- _EXERCISE DIRECTIONS_
Repeat the entire listing exactly as written.

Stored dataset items
━━━━━━━━━━━━━━━━

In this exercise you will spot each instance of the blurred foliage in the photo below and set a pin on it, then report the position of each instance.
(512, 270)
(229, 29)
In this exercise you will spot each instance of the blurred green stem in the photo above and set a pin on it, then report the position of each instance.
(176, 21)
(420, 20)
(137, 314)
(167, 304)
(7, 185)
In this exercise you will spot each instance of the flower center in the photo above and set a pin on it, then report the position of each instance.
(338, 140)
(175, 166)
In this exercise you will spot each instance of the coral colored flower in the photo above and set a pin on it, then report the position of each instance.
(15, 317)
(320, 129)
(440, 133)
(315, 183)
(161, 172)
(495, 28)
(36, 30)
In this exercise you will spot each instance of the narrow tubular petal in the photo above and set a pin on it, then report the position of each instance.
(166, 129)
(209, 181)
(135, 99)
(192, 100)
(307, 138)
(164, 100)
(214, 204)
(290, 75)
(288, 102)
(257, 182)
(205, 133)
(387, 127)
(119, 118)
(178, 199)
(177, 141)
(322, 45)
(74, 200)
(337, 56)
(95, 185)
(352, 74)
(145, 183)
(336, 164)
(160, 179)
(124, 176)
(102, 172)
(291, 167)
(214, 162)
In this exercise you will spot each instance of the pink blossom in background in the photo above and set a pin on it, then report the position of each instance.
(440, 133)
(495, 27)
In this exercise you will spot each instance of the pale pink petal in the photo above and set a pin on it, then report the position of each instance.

━━━━━━━━━━━━━━━━

- _EXERCISE SOLUTION_
In this exercise you will spot each instance of the blurred foliage in the photo below and set a pin on it, then report the position of each instance.
(512, 270)
(229, 29)
In this exercise you will spot each instance of the blurred green stem in the photo above and set a pin on it, then report the position of each instance.
(176, 21)
(420, 20)
(137, 314)
(167, 304)
(7, 185)
In this exercise you will spot each instance of the flower center in the photo above and set a pin on it, then report the position of each instance.
(338, 140)
(175, 166)
In this exercise you will spot each instance of the coral colored flower in the photo above and set a pin on it, then report the position of each instance.
(15, 317)
(320, 129)
(440, 133)
(315, 183)
(161, 172)
(495, 28)
(36, 30)
In this exercise you will spot each instance of the narrow tubular petal in the photo above and set a pin on it, then report the position of each instance.
(166, 129)
(209, 181)
(135, 99)
(192, 100)
(307, 138)
(164, 100)
(214, 204)
(290, 75)
(288, 102)
(257, 182)
(205, 133)
(387, 127)
(119, 118)
(178, 199)
(177, 141)
(322, 45)
(74, 200)
(337, 56)
(95, 185)
(352, 74)
(145, 183)
(336, 164)
(160, 179)
(124, 176)
(102, 172)
(291, 167)
(214, 162)
In this exercise you will spot each instance of the pink blossom in background in the photo above and set a pin on it, then report the position of each instance.
(440, 133)
(495, 27)
In this exercise you will spot each instance of the pale pink petal in the photo above and set a pin on it, then report the position of each instance.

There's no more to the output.